To do » Entries follow. Give back exactly the lines starting at the one containing "Question. The photograph above contains instances of the toilet." and ending at the one containing "Question. The photograph above contains instances of the towel.", and no other lines.

(Beginning of Data supplied)

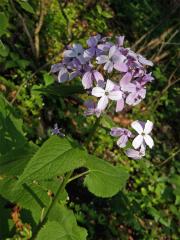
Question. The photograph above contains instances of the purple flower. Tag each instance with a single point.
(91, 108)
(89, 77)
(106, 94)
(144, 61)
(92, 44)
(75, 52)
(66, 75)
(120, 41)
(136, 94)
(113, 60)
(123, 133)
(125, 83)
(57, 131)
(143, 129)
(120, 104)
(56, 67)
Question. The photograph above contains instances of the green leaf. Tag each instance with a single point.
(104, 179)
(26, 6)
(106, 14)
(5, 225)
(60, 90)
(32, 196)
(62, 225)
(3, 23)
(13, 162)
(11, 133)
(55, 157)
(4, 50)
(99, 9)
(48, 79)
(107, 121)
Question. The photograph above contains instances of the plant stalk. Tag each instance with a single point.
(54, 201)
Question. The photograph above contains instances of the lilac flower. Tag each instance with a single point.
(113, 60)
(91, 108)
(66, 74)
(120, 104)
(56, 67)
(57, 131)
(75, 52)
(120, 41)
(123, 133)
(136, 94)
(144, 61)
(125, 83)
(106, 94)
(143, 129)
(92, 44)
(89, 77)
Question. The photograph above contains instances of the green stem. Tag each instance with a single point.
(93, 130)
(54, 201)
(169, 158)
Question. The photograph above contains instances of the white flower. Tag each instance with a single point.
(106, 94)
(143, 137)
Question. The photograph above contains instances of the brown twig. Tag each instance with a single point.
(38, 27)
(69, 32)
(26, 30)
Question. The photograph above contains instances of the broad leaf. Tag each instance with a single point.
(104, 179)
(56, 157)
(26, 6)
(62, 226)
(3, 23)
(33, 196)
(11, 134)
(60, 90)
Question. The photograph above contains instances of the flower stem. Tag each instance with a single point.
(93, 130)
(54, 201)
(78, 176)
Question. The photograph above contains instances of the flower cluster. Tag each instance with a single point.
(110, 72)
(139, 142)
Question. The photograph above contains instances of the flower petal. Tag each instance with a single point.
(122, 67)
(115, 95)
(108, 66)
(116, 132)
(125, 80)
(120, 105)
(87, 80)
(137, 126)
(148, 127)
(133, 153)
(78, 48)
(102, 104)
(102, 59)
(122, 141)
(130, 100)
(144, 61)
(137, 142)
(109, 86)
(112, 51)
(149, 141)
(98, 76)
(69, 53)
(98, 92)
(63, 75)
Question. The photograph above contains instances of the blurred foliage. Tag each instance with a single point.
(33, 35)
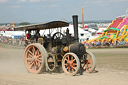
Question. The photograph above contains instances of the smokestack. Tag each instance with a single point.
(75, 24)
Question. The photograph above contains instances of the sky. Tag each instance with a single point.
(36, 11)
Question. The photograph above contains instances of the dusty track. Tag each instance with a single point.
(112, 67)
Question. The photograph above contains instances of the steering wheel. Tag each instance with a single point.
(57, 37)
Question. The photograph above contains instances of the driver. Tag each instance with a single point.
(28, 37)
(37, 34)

(End of Data supplied)
(Beginning of Data supplied)

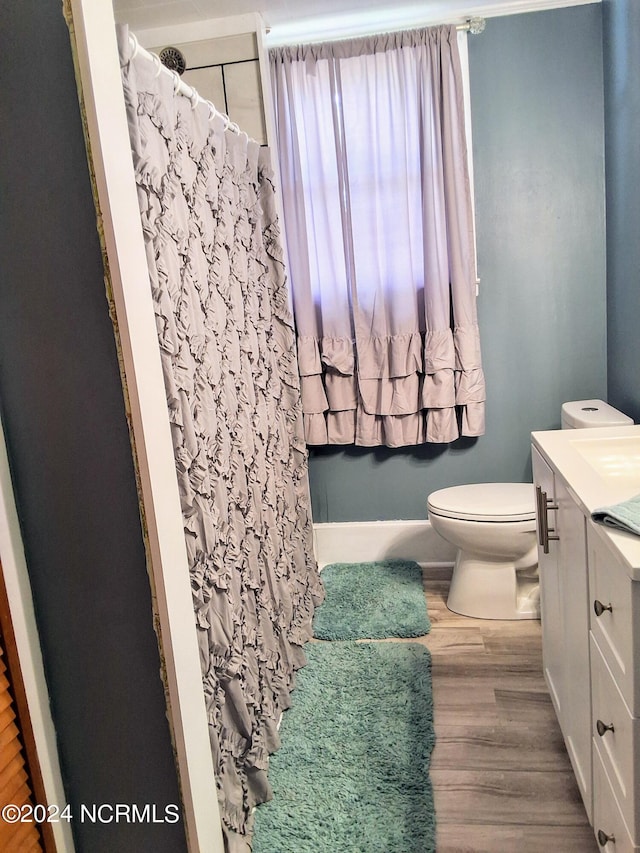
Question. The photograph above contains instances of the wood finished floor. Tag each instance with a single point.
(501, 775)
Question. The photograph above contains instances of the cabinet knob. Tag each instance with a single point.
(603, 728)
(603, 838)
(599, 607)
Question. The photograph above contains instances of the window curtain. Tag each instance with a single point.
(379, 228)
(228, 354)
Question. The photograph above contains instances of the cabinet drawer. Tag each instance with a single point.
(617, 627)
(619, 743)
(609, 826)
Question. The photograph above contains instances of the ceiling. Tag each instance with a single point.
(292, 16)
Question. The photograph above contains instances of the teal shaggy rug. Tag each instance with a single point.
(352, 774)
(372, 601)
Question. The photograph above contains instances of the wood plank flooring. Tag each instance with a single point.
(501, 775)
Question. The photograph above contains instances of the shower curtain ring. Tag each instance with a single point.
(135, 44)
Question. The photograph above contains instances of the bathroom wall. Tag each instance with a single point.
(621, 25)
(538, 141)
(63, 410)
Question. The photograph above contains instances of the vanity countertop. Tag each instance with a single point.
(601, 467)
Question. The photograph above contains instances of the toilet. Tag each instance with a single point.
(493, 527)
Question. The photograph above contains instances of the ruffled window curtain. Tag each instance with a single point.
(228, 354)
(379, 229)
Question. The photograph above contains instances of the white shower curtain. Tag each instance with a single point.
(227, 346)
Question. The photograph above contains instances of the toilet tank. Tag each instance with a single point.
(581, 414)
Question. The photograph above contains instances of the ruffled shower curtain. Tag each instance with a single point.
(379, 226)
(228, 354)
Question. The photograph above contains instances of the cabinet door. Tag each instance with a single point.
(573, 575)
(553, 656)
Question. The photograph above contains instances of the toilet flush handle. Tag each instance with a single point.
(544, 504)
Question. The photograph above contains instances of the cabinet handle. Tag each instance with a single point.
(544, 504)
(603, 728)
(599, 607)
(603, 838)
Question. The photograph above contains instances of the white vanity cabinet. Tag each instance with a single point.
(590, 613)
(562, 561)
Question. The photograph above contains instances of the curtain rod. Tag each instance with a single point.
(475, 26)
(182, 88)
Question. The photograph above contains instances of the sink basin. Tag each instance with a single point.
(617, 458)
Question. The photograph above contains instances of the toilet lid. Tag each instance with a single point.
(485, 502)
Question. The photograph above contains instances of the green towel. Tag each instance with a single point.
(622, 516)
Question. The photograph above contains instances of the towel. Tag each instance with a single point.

(End of Data supplied)

Result of the exercise »
Question. The photograph above contains instances of the toilet. Tag each instance with a single point.
(493, 527)
Question. The photograph above contains instances of the ruffled window curtain. Tag each instance with a single point.
(228, 354)
(379, 229)
Question. The photograph above contains instances of the white shower curtain. Tag each instance with a single point.
(227, 346)
Question. The photograph above contains instances of the toilet tank. Tag each instance with a single point.
(581, 414)
Question. The photograph above contains instances of the ruffled shower curtain. Tag each instance with a single point.
(379, 226)
(228, 354)
Question. The photograph above contains instances of the cabinet door. Tag each instance with a single point.
(573, 575)
(553, 656)
Question. The photograph above contains instances of the toilet flush handle. Tag each instance with a single point.
(544, 504)
Question. The photograph above contains instances of the cabinet handle. Tag each instance with a single point.
(544, 504)
(603, 728)
(599, 607)
(603, 838)
Question. The photograph above contains instances of the white vanity cabinet. Tag each instance with a single point.
(590, 613)
(562, 561)
Question. The photograph above contains instances of the curtain rod. Tag each instance with a single point.
(475, 26)
(182, 88)
Question. The photograph above contains instances of the sink basin. Tag each instance with a single point.
(617, 458)
Question. The photograph above contains instances of the toilet lid. Tag each instance with a single point.
(485, 502)
Question. The photograph above contains instances of the green towel. Tag each instance with a single point.
(622, 516)
Question. The photograph above contains instances of the towel. Tag each instance with a single point.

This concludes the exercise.